The listing that follows should be copied in full, exactly as written.
--
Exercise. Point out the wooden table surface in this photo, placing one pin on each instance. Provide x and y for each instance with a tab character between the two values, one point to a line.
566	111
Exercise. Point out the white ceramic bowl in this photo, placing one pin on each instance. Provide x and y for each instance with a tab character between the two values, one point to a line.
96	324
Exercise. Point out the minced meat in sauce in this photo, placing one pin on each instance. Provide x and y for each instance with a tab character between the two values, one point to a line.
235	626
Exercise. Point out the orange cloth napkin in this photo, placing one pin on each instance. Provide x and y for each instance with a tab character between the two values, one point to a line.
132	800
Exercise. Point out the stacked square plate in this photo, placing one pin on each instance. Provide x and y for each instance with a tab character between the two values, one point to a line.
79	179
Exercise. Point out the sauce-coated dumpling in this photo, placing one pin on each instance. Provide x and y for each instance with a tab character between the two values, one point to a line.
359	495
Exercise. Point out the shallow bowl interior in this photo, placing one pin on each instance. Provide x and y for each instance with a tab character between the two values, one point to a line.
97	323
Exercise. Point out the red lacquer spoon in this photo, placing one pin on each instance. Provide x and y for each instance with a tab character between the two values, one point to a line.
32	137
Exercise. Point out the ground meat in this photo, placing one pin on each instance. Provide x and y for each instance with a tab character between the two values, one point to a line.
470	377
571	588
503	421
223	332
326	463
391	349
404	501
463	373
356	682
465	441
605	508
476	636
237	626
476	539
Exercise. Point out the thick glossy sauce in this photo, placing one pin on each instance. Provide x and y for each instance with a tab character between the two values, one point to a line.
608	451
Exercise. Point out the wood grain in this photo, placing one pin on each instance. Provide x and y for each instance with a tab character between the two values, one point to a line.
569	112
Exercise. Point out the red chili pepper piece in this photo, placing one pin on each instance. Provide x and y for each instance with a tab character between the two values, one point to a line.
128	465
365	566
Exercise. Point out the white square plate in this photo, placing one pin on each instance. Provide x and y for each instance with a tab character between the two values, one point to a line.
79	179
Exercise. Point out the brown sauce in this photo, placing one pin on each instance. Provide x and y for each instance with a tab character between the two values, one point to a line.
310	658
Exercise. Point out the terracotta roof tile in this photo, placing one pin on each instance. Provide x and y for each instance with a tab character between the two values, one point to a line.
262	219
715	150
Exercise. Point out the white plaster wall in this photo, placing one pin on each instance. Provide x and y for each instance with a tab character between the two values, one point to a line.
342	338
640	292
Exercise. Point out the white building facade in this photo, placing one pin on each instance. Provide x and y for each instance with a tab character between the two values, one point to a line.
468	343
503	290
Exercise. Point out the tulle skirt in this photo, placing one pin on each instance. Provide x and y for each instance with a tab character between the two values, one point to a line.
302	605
--
__Answer area__
Exercise. Point out the wooden table surface in this photo, placing one pin on each instance. Provide x and y for each instance with a tab character between the two values, one point to a line.
566	111
Exercise. Point out the white ceramic bowl in this photo, placing one pin on each instance. Provide x and y for each instance with a tab character between the two values, one point to a line.
96	324
Exercise. Point out the minced meat in sauce in this photo, placing one pin on each instance. Provide x and y for each instance with a tab character between the two values, one point to a line.
235	626
Exercise. Point out the orange cloth napkin in this photo, placing one pin on each instance. Provide x and y for each instance with a tab character between the two values, one point to a line.
132	800
Exercise. Point out the stacked square plate in this photo, placing one pin on each instance. Provide x and y for each instance with a tab character between the two values, one point to a line.
79	179
Exercise. Point out the sauce-coated dumpling in this photo, placing one pin on each instance. Provide x and y for each instance with a tab character between the two values, one point to a line.
359	495
Exercise. Point out the shallow bowl interior in this photo, placing one pin on each instance. Provide x and y for each instance with a tab character between the two values, one point to a line.
97	323
Exercise. Point out the red lacquer spoon in this photo, placing one pin on each instance. Provide x and y for each instance with a tab character between the two values, one point to a line.
32	137
Exercise. Point out the ground meat in this photo, placing one pin on each instance. Provide x and y for each instance with a tab character between the two values, one point to a line.
470	377
571	588
503	421
223	332
326	463
391	349
404	501
463	373
356	682
465	441
605	508
476	636
237	626
476	539
Exercise. Point out the thick glossy sauce in this photo, placing one pin on each instance. Provide x and y for each instance with a tab character between the two values, one point to a line.
608	451
Exercise. Point out the wood grain in this photo, placing one pin on each instance. Provide x and y for each instance with a tab character between the two values, one point to a line.
569	112
Exercise. Point out the red chili pepper piece in this photo, placing one pin on each instance. Provide x and y for each instance with a tab character between the two values, one point to a line.
128	465
365	566
Exercise. Point out the white square plate in this photo, placing one pin on each instance. Provide x and y for each instance with a tab character between the two values, one point to a line.
79	179
Exercise. Point out the brown sauce in this photo, placing one pin on each instance. Provide x and y for each instance with a tab character between the two values, one point to a line.
310	658
Exercise. Point out the terracotta roof tile in this photo, placing one pin on each instance. Provide x and y for each instance with a tab character between the two values, one point to a line.
262	219
715	150
Exercise. Point out the white plaster wall in this photo, placing one pin on each instance. Provide x and y for each instance with a tab character between the two values, one point to a line.
342	338
640	292
Exercise. Point out the white building facade in this photo, placing one pin on each instance. Provide x and y for each instance with a tab character between the two values, one point to a line.
468	343
503	290
Exercise. Point out the tulle skirt in this photo, placing one pin on each instance. Provide x and y for each instance with a tab character between the two values, one point to a line.
302	605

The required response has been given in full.